▶ **Problems to work on**
(a) Answer these questions from the coaxial connector excerpt, one answer per line, each marked like its question:
(i) Which four parts does coaxial connector 10 have in FIG. 1?
(ii) What can the radial groove 21 of sleeve 20 hold?
(iii) What kind of view is FIG. 2?
(b) Translate this sentence from the coaxial connector excerpt into Spanish: "Sleeve 20 may further have at least one radial groove 21 for accommodating an O-ring."

In one embodiment the nut includes at least one threaded portion adapted to engage a coaxial port. In accordance with another embodiment, any gap between the contact surfaces of the clamping region decreases as the nut is axially displaced toward a front end of the terminal.

According to one embodiment of the present invention, a procedure for mounting the coaxial connector to the end of the coaxial cable includes the steps of inserting the nut on the sleeve, removing a portion of the insulating jacket from the end of the cable which is to be connected, thereby exposing an end portion of the outer conductor of the coaxial cable; removing a portion of the outer conductor and dielectric material from the end of the cable to be connected to expose an end portion of the inner conductor thereof; inserting the prepared end of the cable into the sleeve, and securing same, preferably by way of a compression fit; flaring the end of the outer conductor of the coaxial cable; inserting the terminal into the sleeve such that the inner conductor of the cable is received in a bore of insulation disposed within the terminal and such that the flared end of the outer conductor is oriented in a gap formed between opposing contact surfaces of the terminal and sleeve forming a clamping region, and, depending on the embodiment, may be clamped in place as the retaining lip of the sleeve engages the retaining groove of the terminal and/or as the nut is axially displaced toward the front end of the terminal; and axially displacing the nut toward the front end of the terminal of the coaxial connector.

Other aspects, features, advantages, etc. will become apparent to one skilled in the art when the description of the invention herein is taken in conjunction with the accompanying drawings.

BRIEF DESCRIPTION OF THE DRAWINGS

For the purposes of illustrating the various aspects of the invention, there are shown in the drawings forms that are presently preferred, it being understood, however, that the invention is not limited to the precise arrangements and instrumentalities shown.

FIG. 1 is a sectional view of a coaxial connector device in accordance with one or more embodiments of the present invention; and

FIG. 2 is a sectional view of a coaxial connector device in accordance with one or more embodiments of the present invention.

DETAILED DESCRIPTION OF THE PRESENT INVENTION

With reference to the drawings, wherein like numerals indicate like elements, there is shown in FIG. 1 a coaxial connector 10 having a sleeve 20, a terminal 30, a nut 40 and an insulator 50.

In accordance with at least one embodiment sleeve 20 further includes a central bore for allowing passage of a prepared end of a coaxial cable 60 therethrough, and having a front end 22 and a back end 24 and a first contact surface 26. In one embodiment sleeve 20 further includes a radially inward lip 27. Sleeve 20 may further have at least one radial groove 21 for accommodating an O-ring.

In one embodiment terminal 30 includes a central bore, a stepped outer surface having a first outer diameter commensurate with an inner diameter of the sleeve 20, front and back opposing ends 32 and 34, respectively, the back end 34 of the terminal 30 including at least a second contact surface 36, the stepped outer surface forming a shoulder 38 between the front and back ends 32 and 34. In one embodiment terminal 30 further includes a groove 37 disposed on its outer surface.

▶ **Extracted entries**

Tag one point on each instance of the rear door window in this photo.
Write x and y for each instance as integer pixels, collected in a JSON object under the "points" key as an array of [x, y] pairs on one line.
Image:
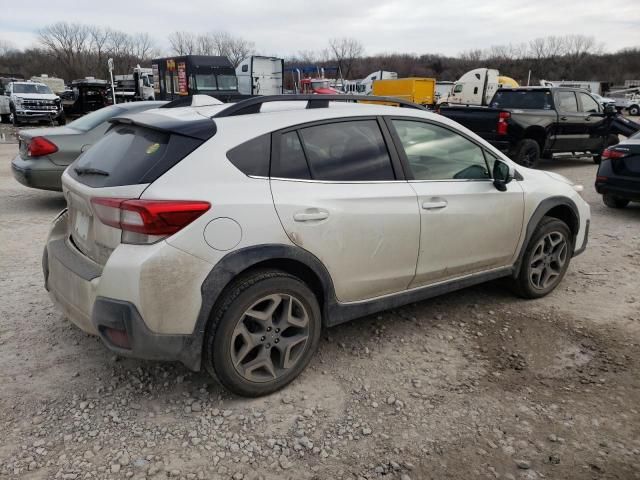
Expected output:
{"points": [[567, 101], [347, 151], [130, 155], [588, 104]]}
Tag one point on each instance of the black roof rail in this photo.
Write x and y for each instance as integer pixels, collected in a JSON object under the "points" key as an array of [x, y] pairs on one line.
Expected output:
{"points": [[252, 105]]}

▶ **Solutions by task**
(a)
(i) A sleeve 20, a terminal 30, a nut 40 and an insulator 50.
(ii) An O-ring.
(iii) A sectional view.

(b) El manguito 20 puede tener además al menos una ranura radial 21 para alojar una junta tórica.